## Exercise description
Reproduce every line from the one containing "rocky wall shown in the photo above." through the end of the rows, offsetting each coordinate in the answers by 77 and leaving all other text unchanged.

## Data excerpts

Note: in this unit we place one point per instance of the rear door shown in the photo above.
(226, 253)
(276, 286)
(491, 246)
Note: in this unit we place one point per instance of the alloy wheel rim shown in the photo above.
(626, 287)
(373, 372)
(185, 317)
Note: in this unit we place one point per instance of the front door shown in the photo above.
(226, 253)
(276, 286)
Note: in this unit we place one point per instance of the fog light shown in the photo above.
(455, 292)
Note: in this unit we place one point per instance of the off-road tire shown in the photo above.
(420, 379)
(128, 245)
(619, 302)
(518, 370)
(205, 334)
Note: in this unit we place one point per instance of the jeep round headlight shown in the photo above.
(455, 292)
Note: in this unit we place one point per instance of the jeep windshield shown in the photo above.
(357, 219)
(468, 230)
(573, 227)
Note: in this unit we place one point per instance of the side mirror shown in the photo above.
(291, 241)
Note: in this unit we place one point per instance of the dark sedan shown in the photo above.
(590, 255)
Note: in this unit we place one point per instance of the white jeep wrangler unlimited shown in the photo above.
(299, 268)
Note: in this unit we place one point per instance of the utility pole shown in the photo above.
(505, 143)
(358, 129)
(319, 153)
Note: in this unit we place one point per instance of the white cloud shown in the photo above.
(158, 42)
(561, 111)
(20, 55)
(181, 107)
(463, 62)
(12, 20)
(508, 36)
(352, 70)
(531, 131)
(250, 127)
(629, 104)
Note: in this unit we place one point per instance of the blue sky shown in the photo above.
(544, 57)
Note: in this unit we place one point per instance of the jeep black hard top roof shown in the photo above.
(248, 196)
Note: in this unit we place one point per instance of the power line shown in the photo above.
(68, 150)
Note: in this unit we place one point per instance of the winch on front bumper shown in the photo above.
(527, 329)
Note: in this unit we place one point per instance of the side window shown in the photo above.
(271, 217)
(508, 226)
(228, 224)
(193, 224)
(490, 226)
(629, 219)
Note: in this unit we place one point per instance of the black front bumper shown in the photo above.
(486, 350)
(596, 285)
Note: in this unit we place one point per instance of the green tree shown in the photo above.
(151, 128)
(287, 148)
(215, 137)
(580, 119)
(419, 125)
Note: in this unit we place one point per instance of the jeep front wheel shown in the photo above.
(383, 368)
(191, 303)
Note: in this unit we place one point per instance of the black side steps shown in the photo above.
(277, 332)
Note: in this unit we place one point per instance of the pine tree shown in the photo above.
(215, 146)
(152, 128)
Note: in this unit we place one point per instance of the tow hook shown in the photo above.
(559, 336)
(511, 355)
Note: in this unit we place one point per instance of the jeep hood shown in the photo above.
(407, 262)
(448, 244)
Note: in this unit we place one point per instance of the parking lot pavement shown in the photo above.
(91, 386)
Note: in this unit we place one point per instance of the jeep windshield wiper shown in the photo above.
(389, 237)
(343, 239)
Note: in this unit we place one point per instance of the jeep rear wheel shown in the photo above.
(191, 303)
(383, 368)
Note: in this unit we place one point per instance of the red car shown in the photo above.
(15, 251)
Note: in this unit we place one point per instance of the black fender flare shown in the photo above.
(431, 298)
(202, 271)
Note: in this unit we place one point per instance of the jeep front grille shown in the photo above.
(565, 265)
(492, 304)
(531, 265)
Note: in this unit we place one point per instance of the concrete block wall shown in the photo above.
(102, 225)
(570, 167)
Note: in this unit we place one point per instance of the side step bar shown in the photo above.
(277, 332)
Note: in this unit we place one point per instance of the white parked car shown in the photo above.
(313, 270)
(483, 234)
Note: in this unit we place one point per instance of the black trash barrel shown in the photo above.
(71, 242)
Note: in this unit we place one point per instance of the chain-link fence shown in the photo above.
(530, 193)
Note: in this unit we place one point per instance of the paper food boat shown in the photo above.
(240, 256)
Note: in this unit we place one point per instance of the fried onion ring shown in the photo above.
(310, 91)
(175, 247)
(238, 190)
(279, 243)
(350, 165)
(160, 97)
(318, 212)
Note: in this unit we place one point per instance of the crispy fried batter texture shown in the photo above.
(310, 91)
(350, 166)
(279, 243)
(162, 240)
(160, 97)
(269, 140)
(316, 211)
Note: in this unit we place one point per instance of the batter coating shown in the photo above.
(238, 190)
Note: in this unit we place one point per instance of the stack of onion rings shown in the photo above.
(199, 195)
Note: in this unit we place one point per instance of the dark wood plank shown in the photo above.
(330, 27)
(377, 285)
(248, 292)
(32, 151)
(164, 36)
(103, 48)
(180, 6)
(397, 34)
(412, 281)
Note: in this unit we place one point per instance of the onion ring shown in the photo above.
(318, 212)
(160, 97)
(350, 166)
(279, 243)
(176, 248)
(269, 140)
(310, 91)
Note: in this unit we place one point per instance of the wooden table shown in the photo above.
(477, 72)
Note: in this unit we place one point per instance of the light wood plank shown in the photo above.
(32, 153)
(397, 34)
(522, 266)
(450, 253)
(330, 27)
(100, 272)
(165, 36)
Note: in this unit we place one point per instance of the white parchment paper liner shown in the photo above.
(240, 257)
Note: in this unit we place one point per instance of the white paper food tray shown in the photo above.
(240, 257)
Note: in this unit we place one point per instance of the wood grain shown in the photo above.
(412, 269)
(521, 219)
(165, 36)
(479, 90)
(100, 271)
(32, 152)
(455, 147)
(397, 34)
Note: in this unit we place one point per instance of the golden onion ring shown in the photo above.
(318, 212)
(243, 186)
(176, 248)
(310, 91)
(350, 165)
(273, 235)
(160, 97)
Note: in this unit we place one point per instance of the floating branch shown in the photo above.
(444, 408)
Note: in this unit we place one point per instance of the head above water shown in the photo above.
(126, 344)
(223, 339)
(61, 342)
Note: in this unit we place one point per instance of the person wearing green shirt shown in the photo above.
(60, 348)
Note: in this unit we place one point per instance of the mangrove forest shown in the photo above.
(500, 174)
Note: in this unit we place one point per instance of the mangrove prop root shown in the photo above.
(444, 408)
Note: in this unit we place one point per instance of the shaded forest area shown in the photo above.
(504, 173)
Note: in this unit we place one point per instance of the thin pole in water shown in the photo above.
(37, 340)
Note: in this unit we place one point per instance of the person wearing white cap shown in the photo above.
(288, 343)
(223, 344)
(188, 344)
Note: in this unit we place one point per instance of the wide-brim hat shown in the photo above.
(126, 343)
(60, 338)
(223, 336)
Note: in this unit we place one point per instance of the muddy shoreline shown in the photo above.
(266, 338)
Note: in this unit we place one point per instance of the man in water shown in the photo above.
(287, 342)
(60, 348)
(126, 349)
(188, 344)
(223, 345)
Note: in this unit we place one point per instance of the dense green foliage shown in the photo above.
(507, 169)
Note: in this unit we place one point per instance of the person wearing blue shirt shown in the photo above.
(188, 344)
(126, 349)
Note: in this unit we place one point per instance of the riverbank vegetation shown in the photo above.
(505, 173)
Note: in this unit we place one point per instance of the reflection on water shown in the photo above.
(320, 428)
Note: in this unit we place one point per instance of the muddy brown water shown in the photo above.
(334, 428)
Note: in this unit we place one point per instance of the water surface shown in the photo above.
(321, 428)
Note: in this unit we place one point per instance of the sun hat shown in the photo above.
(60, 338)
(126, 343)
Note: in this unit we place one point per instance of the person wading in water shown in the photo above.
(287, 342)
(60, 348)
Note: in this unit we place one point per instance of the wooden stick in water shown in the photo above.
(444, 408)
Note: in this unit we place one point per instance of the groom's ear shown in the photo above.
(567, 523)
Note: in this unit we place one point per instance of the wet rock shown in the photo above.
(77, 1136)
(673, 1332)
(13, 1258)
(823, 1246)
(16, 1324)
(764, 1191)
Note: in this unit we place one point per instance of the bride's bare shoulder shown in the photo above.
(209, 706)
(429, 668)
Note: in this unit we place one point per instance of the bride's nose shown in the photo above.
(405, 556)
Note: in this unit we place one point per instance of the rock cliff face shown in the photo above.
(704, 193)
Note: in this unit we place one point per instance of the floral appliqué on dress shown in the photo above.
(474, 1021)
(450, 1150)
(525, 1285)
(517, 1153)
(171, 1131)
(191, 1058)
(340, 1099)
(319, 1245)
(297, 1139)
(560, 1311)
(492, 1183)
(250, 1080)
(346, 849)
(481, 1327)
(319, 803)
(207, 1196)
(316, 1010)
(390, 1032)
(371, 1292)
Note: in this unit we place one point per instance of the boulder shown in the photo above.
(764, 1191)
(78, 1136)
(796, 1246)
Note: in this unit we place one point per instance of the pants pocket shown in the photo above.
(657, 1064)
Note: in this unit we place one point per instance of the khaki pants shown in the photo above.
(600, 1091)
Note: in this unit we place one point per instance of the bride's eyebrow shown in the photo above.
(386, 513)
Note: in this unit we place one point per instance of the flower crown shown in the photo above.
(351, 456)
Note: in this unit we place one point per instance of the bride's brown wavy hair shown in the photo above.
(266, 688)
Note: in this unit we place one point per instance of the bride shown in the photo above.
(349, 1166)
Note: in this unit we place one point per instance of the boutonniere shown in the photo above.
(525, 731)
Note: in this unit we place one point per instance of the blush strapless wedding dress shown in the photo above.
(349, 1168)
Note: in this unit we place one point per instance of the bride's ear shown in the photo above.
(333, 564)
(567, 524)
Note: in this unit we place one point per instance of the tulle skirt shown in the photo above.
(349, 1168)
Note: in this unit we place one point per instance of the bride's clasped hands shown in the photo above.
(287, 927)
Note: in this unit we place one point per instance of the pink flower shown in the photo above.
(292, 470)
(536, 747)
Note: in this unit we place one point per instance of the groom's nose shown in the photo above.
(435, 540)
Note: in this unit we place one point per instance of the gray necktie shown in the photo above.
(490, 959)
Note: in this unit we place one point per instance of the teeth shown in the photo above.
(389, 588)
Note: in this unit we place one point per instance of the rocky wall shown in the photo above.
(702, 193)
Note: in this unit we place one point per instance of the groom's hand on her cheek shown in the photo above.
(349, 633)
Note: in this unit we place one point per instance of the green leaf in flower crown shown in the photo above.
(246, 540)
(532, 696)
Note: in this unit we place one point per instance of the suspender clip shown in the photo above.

## Expected answer
Note: in this unit we place one point per instance of the rocky wall shown in the photo above.
(779, 270)
Note: in this unit we place one point per instance of the groom's hand on her cheek shown in the photo above.
(426, 710)
Note: in this unit we place one point per instance of the green leaf in flower crown shown in the photo above.
(323, 617)
(609, 773)
Note: in this unit we place one point per instance of the suspender clip shown in the photo above.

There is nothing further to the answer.